— Exercise directions —
Write out word for word each line from the one containing "Place a point on each instance of the white mug, one" through the close of the listing, including both ends. Pictures do not belong in the copy.
+===+
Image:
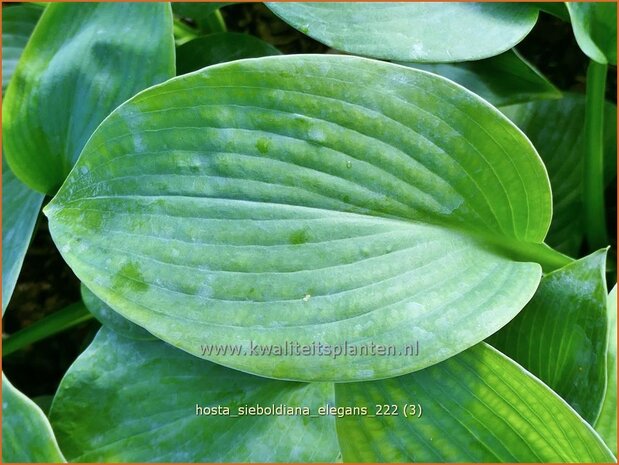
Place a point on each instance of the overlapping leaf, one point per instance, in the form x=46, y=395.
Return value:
x=478, y=406
x=421, y=32
x=17, y=25
x=20, y=209
x=309, y=199
x=219, y=48
x=595, y=28
x=111, y=319
x=556, y=128
x=131, y=401
x=502, y=80
x=82, y=61
x=560, y=336
x=26, y=434
x=606, y=423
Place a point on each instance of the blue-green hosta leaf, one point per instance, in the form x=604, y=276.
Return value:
x=595, y=28
x=132, y=401
x=111, y=319
x=197, y=11
x=556, y=129
x=219, y=48
x=82, y=61
x=17, y=25
x=421, y=32
x=557, y=9
x=26, y=434
x=478, y=406
x=502, y=80
x=20, y=209
x=560, y=336
x=606, y=423
x=309, y=199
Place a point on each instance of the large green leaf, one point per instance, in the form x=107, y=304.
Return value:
x=502, y=80
x=20, y=209
x=17, y=25
x=131, y=401
x=26, y=434
x=560, y=336
x=111, y=319
x=606, y=423
x=556, y=128
x=595, y=28
x=422, y=32
x=219, y=48
x=305, y=200
x=478, y=406
x=82, y=60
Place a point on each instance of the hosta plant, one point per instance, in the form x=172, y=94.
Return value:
x=397, y=251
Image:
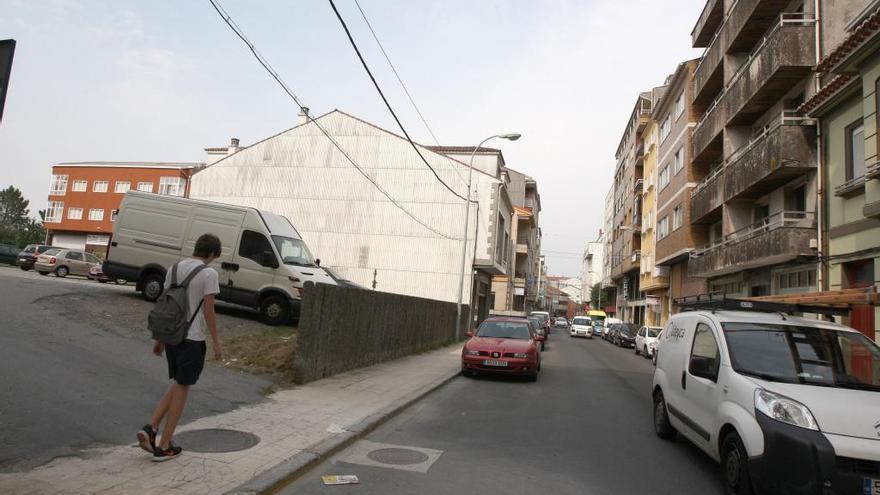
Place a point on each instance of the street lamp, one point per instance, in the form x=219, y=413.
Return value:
x=467, y=211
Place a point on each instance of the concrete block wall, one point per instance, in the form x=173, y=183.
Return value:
x=342, y=328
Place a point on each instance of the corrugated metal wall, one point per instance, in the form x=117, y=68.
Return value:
x=344, y=219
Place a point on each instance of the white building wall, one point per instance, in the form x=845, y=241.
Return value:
x=344, y=219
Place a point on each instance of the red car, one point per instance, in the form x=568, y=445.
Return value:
x=503, y=346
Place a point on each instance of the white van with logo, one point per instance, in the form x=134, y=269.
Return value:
x=263, y=265
x=785, y=404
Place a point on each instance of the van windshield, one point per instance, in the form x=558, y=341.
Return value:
x=293, y=251
x=812, y=356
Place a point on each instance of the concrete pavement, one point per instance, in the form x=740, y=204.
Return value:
x=584, y=428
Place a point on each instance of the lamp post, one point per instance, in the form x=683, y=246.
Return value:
x=467, y=211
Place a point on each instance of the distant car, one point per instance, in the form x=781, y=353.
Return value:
x=646, y=340
x=96, y=273
x=504, y=346
x=9, y=254
x=28, y=256
x=64, y=262
x=625, y=336
x=581, y=326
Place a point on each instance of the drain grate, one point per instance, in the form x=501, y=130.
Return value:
x=216, y=440
x=398, y=456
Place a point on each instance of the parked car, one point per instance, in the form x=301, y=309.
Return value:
x=97, y=273
x=64, y=262
x=581, y=326
x=28, y=256
x=263, y=265
x=784, y=404
x=625, y=336
x=502, y=345
x=646, y=340
x=9, y=254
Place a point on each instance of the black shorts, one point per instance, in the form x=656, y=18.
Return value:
x=186, y=361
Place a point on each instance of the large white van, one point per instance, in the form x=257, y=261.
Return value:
x=785, y=404
x=263, y=265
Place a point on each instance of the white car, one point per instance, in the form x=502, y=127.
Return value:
x=581, y=326
x=646, y=341
x=785, y=404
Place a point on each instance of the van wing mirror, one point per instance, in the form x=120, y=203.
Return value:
x=268, y=259
x=702, y=367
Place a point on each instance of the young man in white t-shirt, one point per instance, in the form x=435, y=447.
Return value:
x=187, y=359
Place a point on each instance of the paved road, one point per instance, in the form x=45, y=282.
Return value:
x=584, y=428
x=68, y=385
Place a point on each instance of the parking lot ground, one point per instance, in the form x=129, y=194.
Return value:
x=584, y=428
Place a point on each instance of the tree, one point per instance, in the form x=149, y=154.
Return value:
x=16, y=225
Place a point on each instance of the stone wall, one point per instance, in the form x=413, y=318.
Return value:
x=343, y=328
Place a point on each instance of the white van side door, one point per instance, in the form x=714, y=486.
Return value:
x=701, y=391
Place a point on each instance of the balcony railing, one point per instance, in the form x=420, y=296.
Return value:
x=779, y=238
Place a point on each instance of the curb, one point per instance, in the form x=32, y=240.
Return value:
x=294, y=467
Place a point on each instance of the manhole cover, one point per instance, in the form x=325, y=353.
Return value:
x=216, y=440
x=398, y=457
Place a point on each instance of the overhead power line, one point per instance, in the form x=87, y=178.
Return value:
x=388, y=105
x=265, y=63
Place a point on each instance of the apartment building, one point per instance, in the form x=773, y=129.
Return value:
x=84, y=197
x=847, y=108
x=753, y=155
x=673, y=184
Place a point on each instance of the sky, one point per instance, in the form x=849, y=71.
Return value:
x=119, y=80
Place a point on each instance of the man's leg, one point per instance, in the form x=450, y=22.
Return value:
x=178, y=394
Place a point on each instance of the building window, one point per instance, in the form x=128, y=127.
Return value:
x=172, y=186
x=855, y=150
x=664, y=177
x=663, y=227
x=100, y=186
x=677, y=217
x=58, y=186
x=54, y=212
x=679, y=105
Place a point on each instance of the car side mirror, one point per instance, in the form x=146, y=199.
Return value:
x=702, y=367
x=268, y=259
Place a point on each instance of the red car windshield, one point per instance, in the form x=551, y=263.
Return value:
x=504, y=330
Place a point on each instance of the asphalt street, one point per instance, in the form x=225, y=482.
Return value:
x=584, y=428
x=70, y=384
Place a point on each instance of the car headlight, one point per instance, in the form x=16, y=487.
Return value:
x=783, y=409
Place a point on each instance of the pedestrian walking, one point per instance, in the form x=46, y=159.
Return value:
x=189, y=314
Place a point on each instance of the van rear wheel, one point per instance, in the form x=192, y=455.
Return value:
x=153, y=285
x=274, y=310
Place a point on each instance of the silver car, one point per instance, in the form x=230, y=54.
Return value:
x=64, y=262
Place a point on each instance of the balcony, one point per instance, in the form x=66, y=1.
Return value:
x=784, y=56
x=782, y=151
x=780, y=238
x=708, y=23
x=707, y=197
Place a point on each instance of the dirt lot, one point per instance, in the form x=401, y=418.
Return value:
x=248, y=344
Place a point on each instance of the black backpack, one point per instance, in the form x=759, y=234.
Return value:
x=169, y=319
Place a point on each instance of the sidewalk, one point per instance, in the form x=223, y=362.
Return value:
x=295, y=427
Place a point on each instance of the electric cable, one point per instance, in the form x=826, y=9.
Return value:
x=388, y=105
x=262, y=60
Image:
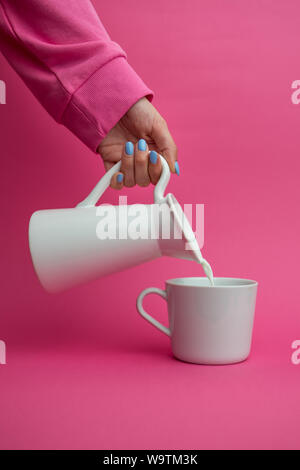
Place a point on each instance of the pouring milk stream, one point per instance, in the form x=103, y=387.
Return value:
x=66, y=250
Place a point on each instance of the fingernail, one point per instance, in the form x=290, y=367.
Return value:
x=142, y=145
x=153, y=157
x=129, y=148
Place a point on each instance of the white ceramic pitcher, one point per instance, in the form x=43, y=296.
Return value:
x=66, y=249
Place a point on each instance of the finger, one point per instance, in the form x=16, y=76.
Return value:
x=141, y=163
x=116, y=181
x=164, y=141
x=108, y=165
x=154, y=167
x=127, y=165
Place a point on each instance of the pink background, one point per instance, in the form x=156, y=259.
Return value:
x=83, y=369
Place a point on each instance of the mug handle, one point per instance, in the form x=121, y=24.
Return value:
x=140, y=308
x=94, y=196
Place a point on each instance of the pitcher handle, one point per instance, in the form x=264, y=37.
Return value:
x=92, y=199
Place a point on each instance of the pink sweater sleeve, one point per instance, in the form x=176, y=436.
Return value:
x=64, y=55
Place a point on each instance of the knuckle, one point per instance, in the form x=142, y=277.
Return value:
x=140, y=159
x=144, y=183
x=129, y=184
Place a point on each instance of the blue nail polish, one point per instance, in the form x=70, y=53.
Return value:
x=129, y=148
x=153, y=157
x=142, y=145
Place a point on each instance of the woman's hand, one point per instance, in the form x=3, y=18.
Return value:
x=141, y=129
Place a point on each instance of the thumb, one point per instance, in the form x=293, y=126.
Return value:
x=165, y=143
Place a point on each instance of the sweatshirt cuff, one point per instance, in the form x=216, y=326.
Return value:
x=100, y=102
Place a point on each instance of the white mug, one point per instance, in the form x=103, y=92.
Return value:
x=207, y=325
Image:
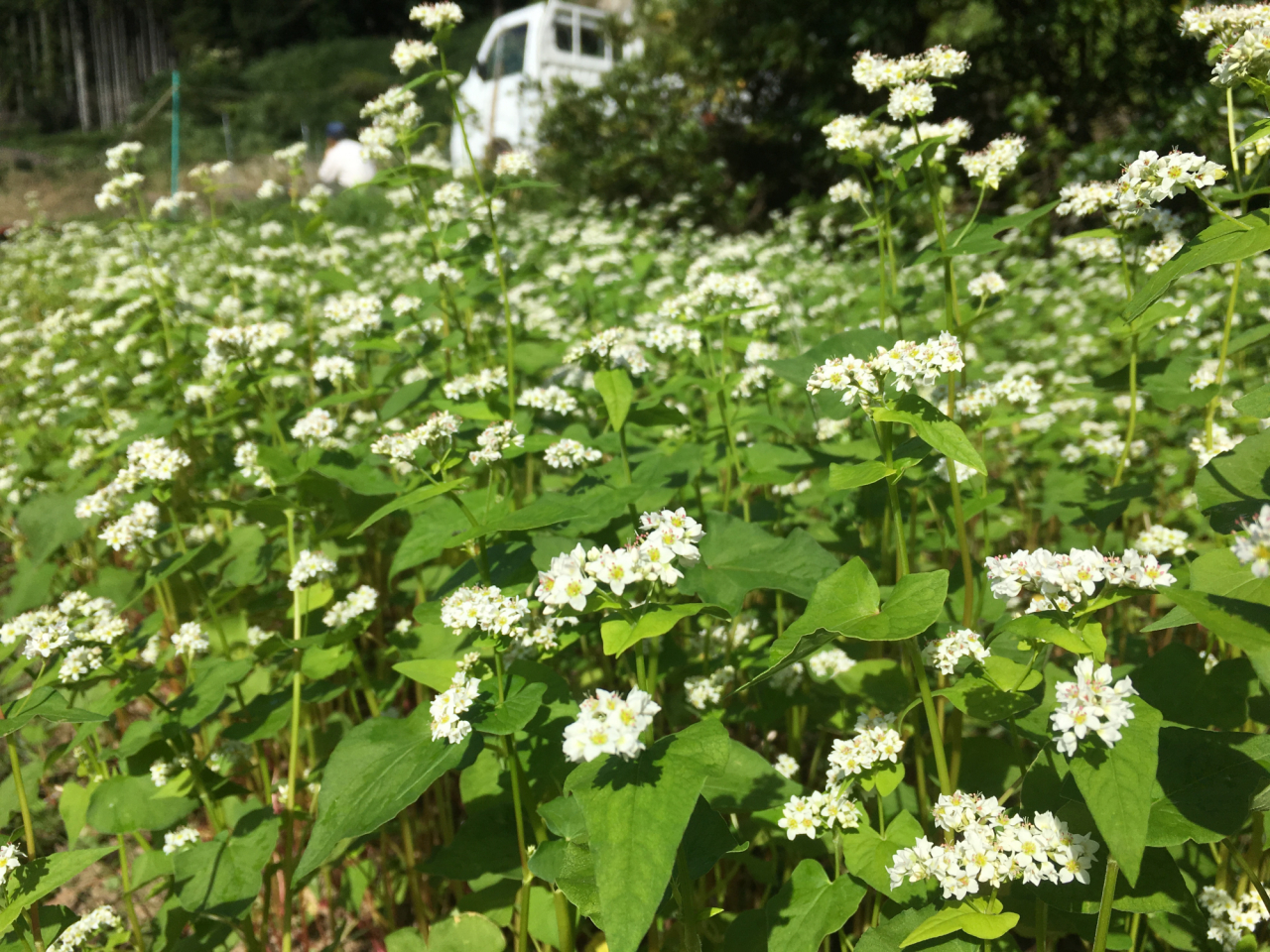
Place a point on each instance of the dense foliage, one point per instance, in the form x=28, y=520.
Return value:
x=896, y=578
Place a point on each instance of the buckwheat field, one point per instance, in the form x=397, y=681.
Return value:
x=897, y=576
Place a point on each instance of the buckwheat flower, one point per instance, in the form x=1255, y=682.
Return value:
x=334, y=368
x=122, y=157
x=1223, y=442
x=180, y=839
x=79, y=661
x=786, y=766
x=357, y=603
x=515, y=163
x=310, y=566
x=77, y=933
x=987, y=285
x=190, y=640
x=943, y=654
x=494, y=440
x=801, y=816
x=610, y=724
x=10, y=857
x=1251, y=544
x=409, y=54
x=1091, y=705
x=437, y=16
x=314, y=426
x=847, y=190
x=448, y=707
x=911, y=99
x=570, y=453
+===+
— Response below —
Place a point on each instance of the white mug, one point per instance, in the form x=103, y=92.
Return value:
x=207, y=325
Image:
Place a point on each instance of the dense foliage, one point per instance, in the form x=28, y=520.
Return value:
x=896, y=578
Place a point on each instance of the buckwheat field, one point per instance, in the form x=397, y=681.
Return value:
x=897, y=576
Place a point on each instance of the buckwheat flower, one point per instance, in the form x=1255, y=682.
Return value:
x=334, y=368
x=122, y=157
x=1223, y=442
x=180, y=839
x=79, y=661
x=786, y=766
x=357, y=603
x=515, y=163
x=310, y=566
x=77, y=933
x=987, y=285
x=190, y=640
x=943, y=654
x=494, y=440
x=801, y=816
x=610, y=724
x=10, y=857
x=1251, y=544
x=409, y=54
x=1091, y=705
x=437, y=16
x=314, y=426
x=847, y=190
x=448, y=707
x=911, y=99
x=570, y=453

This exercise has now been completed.